▸ **QUOTED PASSAGE**
....

See the Markdown Chunking guide for complete documentation.

Text Normalization

from dataknobs_xization import normalize

# Basic normalization
text = "CamelCaseText with SYMBOLS!"
normalized = normalize.basic_normalization_fn(
    text,
    lowercase=True,
    expand_camelcase=True,
    drop_non_embedded_symbols=True
)
print(normalized)  # "camel case text with symbols"

# Get lexical variations
variations = normalize.get_lexical_variations(
    "XML-HTTP-Request",
    expand_camelcase=True,
    do_hyphen_expansion=True,
    do_hyphen_split=True
)
print(variations)  # {"XML-HTTP-Request", "XML HTTP Request", "XML", "HTTP", "Request", ...}

Character-Based Tokenization

from dataknobs_xization import TextFeatures
from dataknobs_structures import Text, TextMetaData

# Create document
metadata = TextMetaData(text_id=1, text_label="sample")
doc = Text("Hello CamelCase123 world!", metadata)

# Extract features
features = TextFeatures(
    doc,
    split_camelcase=True,
    mark_alpha=True,
    mark_digit=True
)

# Get tokens
tokens = features.get_tokens()
for token in tokens:
    print(f"Token: '{token.token_text}' at position {token.token_pos}")

Masking and Features

from dataknobs_xization import CharacterFeatures, TextFeatures

# Create text features with masking
text = "Hello123World"
features = TextFeatures(
    text,
    split_camelcase=True,
    mark_upper=True,
    mark_lower=True,
    mark_digit=True
)

# Access character dataframe
cdf = features.cdf
print(cdf.head())  # Shows character-level features

# Tokenize with normalization
def normalize_token(token_text):
    return token_text.lower()

tokens = features.get_tokens(normalize_fn=normalize_token)
for token in tokens:
    print(f"Original: '{token.token_text}', Normalized: '{token.norm_text}'")

Core Classes

TextFeatures

Character-level feature extraction with tokenization support.

....

Records from a dataset
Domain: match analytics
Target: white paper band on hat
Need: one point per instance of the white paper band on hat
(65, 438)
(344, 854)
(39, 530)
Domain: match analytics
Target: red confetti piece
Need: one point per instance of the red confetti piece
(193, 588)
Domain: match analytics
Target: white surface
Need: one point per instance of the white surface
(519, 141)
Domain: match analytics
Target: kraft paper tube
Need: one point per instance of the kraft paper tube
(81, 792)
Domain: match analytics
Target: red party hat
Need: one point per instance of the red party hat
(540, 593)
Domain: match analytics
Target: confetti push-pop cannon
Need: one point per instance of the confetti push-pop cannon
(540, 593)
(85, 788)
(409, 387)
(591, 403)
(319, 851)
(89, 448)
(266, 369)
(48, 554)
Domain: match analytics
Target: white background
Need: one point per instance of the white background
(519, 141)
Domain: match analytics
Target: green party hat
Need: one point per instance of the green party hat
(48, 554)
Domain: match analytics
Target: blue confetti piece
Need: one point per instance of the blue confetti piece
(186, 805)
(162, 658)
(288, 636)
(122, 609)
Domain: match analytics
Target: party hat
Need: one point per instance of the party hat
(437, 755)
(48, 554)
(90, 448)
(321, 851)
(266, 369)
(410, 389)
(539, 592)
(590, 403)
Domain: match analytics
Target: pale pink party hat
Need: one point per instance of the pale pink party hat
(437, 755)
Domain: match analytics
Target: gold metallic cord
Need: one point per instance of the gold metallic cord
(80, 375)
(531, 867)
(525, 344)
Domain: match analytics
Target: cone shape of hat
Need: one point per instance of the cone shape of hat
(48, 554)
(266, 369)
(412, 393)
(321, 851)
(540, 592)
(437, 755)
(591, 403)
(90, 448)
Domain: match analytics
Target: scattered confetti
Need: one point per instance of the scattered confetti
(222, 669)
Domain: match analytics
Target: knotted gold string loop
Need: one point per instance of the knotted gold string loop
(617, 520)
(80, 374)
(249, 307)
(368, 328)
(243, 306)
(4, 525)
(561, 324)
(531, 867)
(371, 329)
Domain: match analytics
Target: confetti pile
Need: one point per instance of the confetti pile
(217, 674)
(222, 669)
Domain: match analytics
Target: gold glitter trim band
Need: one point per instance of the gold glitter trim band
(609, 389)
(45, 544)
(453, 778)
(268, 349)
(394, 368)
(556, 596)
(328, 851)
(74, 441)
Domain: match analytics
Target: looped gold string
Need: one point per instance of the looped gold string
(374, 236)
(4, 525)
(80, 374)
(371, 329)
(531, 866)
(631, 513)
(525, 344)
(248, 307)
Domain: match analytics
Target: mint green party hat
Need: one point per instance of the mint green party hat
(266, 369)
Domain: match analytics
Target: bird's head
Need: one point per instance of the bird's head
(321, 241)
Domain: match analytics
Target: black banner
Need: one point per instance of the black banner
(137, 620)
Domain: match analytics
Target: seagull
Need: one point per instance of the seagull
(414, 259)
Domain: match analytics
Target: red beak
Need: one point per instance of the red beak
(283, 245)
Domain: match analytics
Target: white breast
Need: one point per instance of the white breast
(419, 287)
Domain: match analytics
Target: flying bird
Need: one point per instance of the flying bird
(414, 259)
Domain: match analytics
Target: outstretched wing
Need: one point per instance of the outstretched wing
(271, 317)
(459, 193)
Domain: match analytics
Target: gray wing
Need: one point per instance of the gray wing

....

▸ **WHAT TO DO**
A. Which lines of the records contain the word "shape"? Copy each of them.
B. Could you extend the dataknobs_xization documentation, picking up right after its last line?

▸ **ANSWERS TO THE EXERCISE**
A.
Target: cone shape of hat
Need: one point per instance of the cone shape of hat

B.
from dataknobs_xization import TextFeatures

features = TextFeatures(
    doctext="ProcessHTMLData",
    split_camelcase=True,    # Split on camelCase boundaries
    mark_alpha=True,         # Mark alphabetic characters
    mark_digit=True,         # Mark numeric characters
    mark_upper=True,         # Mark uppercase characters
    mark_lower=True          # Mark lowercase characters
)

# Get character features as DataFrame
df = features.cdf
print(df.columns)  # Shows feature columns

# Extract tokens
tokens = features.get_tokens()
print([token.token_text for token in tokens])  # ["Process", "HTML", "Data"]

CharacterFeatures (Abstract Base)

Base class for character-level text analysis.

from dataknobs_xization import CharacterFeatures

# TextFeatures inherits from CharacterFeatures
# Provides common interface for character-based processing

Token Classes

Individual token representation with position and feature information.

# Tokens are returned by TextFeatures.get_tokens()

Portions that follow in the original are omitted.